= Swiss abroad =

Swiss people living abroad

Map of the Swiss diaspora in the world (includes ancestry).

The Swiss diaspora refers to Swiss people living abroad (Auslandsschweizer, Suisses de l’étranger, Svizzeri all’estero, Svizzers a l’exteriur), also referred to as "fifth Switzerland" (Fünfte Schweiz, Cinquième Suisse, Quinta Svizzera, Tschintgavla Svizra), alluding to the fourfold linguistic division within the country. The Federal Department of Foreign Affairs (FDFA) cares for Swiss people living abroad.

== Fifth Switzerland Communication ==
The FDFA provides four different ways of communication with Swiss people abroad. These services include: Voting and electoral right, Consular services, Organization of the Swiss Abroad (OSA) and the Swiss Revue.

The service "Itineris" provided by the FDFA is available to all Swiss abroad. SWI swissinfo.ch is a multilingual news and information service with a mandate to serve the interests of Swiss abroad.

==Swiss expatriate regions==
- In 2023, some 813,420 Swiss nationals were registered with Swiss representations as living abroad. For reference, in 2007, a total of 668,107 Swiss citizens (10.0%) were registered as living abroad.
- A majority (71.5%) held dual citizenship; vast majority of these had citizenship of another European Economic Area country, namely and primarily France, Germany, Italy or the United Kingdom or were citizens of United States, Canada, Australia or New Zealand. Swiss Jews form a small group in Israel.

=== Overall ===
- 813,420 Swiss abroad
- The data used comes from the 2023 statistics is provided by the Federal Department of Foreign Affairs.

AIM
List the four ways of communicating with Swiss people abroad that the article on the Swiss abroad says the FDFA provides. The entries that come next have nothing to do with the article on the Swiss abroad.

Data entries:
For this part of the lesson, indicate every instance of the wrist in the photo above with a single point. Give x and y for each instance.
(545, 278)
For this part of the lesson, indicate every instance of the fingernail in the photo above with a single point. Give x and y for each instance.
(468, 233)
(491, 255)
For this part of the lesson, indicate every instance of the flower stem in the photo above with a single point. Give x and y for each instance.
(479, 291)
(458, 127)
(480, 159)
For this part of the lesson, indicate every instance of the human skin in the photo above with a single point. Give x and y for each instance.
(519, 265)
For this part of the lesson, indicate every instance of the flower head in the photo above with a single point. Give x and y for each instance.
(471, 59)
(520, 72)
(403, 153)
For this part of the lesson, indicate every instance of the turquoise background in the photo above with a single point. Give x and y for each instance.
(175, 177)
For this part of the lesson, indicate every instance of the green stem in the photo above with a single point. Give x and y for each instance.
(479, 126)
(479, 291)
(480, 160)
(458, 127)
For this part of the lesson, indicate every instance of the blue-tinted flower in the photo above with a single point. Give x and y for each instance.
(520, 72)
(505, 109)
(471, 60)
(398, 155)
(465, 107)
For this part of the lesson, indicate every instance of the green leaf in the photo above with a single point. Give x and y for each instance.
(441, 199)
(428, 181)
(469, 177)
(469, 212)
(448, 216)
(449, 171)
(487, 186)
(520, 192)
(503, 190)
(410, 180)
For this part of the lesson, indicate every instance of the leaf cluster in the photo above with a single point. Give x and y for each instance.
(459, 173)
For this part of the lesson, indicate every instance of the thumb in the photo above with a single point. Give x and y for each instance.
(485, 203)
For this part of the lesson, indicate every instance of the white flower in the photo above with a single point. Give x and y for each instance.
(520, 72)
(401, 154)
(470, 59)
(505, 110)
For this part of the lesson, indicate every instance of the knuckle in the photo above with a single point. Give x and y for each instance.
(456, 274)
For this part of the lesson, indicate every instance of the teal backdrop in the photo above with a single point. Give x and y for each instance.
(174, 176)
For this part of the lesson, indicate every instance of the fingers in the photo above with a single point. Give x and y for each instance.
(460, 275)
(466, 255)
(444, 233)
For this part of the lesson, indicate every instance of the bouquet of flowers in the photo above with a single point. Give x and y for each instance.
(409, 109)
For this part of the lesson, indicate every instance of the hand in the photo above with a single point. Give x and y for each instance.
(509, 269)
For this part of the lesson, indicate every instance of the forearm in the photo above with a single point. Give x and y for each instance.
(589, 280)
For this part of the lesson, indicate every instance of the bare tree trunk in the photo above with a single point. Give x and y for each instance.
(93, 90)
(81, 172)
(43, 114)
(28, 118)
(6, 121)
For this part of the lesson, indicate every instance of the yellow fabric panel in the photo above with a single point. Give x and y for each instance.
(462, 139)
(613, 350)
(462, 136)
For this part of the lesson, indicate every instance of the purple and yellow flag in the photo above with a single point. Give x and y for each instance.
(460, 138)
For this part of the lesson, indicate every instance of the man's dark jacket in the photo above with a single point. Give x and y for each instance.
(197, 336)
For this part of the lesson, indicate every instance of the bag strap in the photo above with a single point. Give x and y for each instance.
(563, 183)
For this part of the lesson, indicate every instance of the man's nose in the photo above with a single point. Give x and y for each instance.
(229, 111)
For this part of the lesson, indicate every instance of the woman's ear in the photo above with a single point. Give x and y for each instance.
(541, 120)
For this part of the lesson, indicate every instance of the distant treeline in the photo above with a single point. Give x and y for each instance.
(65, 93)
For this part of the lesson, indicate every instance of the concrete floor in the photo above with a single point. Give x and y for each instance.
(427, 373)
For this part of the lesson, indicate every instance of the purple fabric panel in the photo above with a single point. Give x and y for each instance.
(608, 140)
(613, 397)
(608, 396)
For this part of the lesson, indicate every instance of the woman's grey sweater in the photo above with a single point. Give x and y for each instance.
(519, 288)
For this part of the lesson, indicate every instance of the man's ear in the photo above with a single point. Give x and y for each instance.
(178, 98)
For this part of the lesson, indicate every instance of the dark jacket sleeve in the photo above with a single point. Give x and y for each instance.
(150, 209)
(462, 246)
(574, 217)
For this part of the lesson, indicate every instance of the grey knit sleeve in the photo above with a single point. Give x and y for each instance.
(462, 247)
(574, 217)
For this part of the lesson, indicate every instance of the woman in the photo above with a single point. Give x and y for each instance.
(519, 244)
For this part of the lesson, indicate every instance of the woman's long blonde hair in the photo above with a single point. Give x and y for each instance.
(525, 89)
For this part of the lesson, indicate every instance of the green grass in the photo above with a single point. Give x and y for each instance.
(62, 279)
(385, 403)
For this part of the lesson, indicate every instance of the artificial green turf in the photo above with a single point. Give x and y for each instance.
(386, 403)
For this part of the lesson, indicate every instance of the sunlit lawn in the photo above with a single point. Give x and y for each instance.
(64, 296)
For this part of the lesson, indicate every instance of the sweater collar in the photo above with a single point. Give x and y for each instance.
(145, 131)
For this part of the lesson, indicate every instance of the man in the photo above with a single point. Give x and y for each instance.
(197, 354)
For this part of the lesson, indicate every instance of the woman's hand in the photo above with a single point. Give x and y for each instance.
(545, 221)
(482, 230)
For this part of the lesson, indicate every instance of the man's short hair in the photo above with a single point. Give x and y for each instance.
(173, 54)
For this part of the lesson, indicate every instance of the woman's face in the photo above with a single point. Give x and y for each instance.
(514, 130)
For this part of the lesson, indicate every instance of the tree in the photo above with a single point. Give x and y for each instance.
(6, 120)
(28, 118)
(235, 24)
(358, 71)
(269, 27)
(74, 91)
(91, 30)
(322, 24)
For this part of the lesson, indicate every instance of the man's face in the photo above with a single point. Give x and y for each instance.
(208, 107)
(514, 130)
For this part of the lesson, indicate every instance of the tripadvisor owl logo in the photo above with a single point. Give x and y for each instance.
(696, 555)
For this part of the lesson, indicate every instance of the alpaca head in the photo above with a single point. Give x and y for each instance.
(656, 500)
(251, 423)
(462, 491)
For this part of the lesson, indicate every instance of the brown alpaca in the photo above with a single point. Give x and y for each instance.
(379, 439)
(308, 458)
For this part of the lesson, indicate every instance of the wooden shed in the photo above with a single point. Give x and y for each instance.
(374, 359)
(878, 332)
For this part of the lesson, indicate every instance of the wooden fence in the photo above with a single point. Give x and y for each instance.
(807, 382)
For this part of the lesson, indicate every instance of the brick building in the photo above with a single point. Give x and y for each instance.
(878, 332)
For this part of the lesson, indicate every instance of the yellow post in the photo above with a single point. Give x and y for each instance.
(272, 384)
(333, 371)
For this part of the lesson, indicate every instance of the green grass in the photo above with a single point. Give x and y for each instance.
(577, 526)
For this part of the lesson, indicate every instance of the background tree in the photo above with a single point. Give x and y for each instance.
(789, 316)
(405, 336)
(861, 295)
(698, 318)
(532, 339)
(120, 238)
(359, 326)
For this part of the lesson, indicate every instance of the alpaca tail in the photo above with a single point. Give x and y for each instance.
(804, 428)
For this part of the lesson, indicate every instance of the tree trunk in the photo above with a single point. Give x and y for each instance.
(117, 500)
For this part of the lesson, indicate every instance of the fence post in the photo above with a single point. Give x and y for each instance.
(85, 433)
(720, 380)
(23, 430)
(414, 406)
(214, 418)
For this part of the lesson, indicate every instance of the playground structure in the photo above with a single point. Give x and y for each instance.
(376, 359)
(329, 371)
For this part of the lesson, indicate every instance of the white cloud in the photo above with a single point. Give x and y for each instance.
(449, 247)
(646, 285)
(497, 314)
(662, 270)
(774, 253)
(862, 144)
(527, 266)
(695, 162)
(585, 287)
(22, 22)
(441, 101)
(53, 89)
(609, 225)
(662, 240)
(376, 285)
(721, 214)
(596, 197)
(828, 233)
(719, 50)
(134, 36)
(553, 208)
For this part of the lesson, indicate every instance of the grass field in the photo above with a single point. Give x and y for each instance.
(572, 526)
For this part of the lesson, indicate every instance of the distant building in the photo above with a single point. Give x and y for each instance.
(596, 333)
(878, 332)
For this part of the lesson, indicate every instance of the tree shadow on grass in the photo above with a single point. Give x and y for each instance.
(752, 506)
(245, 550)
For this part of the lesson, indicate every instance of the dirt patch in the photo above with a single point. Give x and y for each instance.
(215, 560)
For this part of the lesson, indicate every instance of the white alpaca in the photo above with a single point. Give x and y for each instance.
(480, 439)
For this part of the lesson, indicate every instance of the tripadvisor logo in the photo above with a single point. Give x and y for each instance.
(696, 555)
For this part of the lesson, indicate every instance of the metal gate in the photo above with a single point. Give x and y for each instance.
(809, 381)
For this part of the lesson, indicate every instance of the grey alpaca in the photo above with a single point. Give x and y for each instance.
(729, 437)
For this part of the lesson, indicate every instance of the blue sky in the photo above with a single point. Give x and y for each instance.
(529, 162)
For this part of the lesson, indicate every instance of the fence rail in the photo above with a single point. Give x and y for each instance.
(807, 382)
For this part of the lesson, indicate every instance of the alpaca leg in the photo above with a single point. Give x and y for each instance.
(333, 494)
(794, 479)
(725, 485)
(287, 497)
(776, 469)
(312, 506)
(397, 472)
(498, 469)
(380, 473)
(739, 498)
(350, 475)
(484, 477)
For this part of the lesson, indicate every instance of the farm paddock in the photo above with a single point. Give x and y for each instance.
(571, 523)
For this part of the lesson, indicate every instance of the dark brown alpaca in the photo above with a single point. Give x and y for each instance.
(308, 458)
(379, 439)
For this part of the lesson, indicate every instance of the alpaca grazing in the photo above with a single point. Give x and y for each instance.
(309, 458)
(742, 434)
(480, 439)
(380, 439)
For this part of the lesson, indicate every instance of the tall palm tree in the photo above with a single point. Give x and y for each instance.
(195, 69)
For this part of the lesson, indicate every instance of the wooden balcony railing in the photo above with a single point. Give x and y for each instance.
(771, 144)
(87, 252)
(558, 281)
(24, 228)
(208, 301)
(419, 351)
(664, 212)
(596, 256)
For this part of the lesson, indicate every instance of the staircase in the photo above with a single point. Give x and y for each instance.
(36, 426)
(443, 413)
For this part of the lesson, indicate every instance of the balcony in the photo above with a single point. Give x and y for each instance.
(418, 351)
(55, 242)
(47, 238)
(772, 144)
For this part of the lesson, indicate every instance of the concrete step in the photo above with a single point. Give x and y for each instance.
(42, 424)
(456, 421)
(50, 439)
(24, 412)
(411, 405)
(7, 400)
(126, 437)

COMPLETED TASK
- Voting and electoral right
- Consular services
- Organization of the Swiss Abroad (OSA)
- the Swiss Revue